这里只展示了大致的流程,具体GetLock, IsLockedFor的实现,可以详细看代码,基本都是通过在key-value上构建不同的key和将key按照时间排序来Seek实现

3.3. Prewrite

Prewrite的流程如下:

  1. 检查在start_ts之后在write column有没有write,如果有则放弃
  2. 检查在lock column有没有锁,如果有则放弃
  3. 将数据和start_ts写入data column,同时也将start_ts和primary写入lock column
	// Check for write conflicts.
	// Hint: Check the interafaces provided by `mvcc.MvccTxn`. The error type `kvrpcpb.WriteConflict` is used
	//		 denote to write conflict error, try to set error information properly in the `kvrpcpb.KeyError`
	//		 response.
	_, commitTs, err := txn.RoTxn.MostRecentWrite(key)
	if err != nil {
		return nil, err
	}

	if commitTs >= txn.StartTS {
		return &kvrpcpb.KeyError{Conflict: &kvrpcpb.WriteConflict{
			StartTs:    txn.StartTS,
			ConflictTs: commitTs,
			Key:        key,
			Primary:    p.request.PrimaryLock,
		}}, nil
	}

	// YOUR CODE HERE (lab1).
	// Check if key is locked. Report key is locked error if lock does exist, note the key could be locked
	// by this transaction already and the current prewrite request is stale.
	lock, err := txn.GetLock(key)
	if err != nil {
		return nil, err
	}
	if lock != nil {
		if lock.Kind == mvcc.WriteKindFromProto(mut.Op) && lock.Ts == txn.StartTS {
			return nil, nil
		}
		return &kvrpcpb.KeyError{Locked: lock.Info(key)}, nil
	}

	// YOUR CODE HERE (lab1).
##########
**练习任务**
从讲Prewrite流程的文字停下的地方接着往下写。 这些数据行和前面讲Prewrite流程的文字没有关系。

**提取材料**
##########
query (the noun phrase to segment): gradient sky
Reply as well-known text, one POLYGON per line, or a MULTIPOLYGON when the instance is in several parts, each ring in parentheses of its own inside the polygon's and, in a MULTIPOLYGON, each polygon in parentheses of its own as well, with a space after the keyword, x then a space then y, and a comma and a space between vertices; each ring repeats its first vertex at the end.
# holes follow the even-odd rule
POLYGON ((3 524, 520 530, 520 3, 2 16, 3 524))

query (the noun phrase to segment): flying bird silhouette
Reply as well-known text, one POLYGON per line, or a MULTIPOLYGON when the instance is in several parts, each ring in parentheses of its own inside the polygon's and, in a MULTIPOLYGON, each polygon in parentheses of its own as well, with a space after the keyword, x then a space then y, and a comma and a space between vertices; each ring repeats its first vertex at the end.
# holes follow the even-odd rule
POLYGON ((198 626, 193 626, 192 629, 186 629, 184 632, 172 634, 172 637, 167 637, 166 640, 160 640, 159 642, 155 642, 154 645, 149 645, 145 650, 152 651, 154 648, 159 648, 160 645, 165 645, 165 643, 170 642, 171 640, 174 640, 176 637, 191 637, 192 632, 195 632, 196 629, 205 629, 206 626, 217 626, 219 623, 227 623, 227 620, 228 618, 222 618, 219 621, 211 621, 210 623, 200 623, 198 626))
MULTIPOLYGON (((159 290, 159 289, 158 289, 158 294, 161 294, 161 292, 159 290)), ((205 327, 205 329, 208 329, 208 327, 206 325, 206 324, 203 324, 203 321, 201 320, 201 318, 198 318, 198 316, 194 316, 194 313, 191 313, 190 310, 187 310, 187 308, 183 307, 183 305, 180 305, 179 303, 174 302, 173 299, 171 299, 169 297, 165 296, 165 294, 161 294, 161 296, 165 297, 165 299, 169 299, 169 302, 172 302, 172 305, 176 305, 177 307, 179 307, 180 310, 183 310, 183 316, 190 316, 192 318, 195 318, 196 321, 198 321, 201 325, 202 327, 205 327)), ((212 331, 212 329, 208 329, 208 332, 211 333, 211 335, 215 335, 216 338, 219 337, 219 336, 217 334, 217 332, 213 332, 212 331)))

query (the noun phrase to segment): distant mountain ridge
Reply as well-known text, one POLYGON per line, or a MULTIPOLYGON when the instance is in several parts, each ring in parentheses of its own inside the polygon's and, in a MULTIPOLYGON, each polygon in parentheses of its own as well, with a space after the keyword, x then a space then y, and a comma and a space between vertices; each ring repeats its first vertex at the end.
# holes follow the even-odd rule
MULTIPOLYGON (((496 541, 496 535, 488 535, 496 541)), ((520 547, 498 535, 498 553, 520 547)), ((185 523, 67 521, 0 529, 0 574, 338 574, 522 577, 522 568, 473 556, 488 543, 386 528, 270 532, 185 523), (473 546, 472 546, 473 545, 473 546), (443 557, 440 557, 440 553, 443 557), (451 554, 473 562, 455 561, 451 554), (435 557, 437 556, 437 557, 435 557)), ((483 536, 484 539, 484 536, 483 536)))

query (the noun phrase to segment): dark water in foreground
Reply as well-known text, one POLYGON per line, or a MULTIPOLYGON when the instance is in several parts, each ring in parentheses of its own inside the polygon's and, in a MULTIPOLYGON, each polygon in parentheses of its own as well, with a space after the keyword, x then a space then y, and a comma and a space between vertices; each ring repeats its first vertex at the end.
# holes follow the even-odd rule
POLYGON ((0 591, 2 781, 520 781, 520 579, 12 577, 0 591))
##########
**回答**
	// Write a lock and value.
	// Hint: Check the interfaces provided by `mvccTxn.Txn`.
	txn.PutLock(key, &mvcc.Lock{
		Primary: p.request.PrimaryLock,
		Ts:      txn.StartTS,
		Ttl:     p.request.LockTtl,
		Kind:    mvcc.WriteKindFromProto(mut.Op),
	})

	switch mut.Op {
	case kvrpcpb.Op_Put:
		txn.PutValue(key, mut.Value)
	case kvrpcpb.Op_Del:
		txn.DeleteValue(key)
	}

这里有个要注意的点,就是在检查lock column的时候,有可能这个lock是被同一个transaction写入的,这时候是不冲突的。根据前面的分析,每个transaction的unique identifier就是其start_ts,所以这里我们检查lock的类型和时间戳即可

3.4. Commit

即使所有的prewrite都已经成功,也不能保证commit一定成功,在commit的时候会检查lock column里有没有自己的lock,如果没有或者lock不属于自己的话,需要做相应的处理,若lock column正常则写入write column并且删除lock column里的lock

	if lock == nil || lock.Ts != txn.StartTS {
		// There is no lock, check the write status.
		existingWrite, ts, err := txn.CurrentWrite(key)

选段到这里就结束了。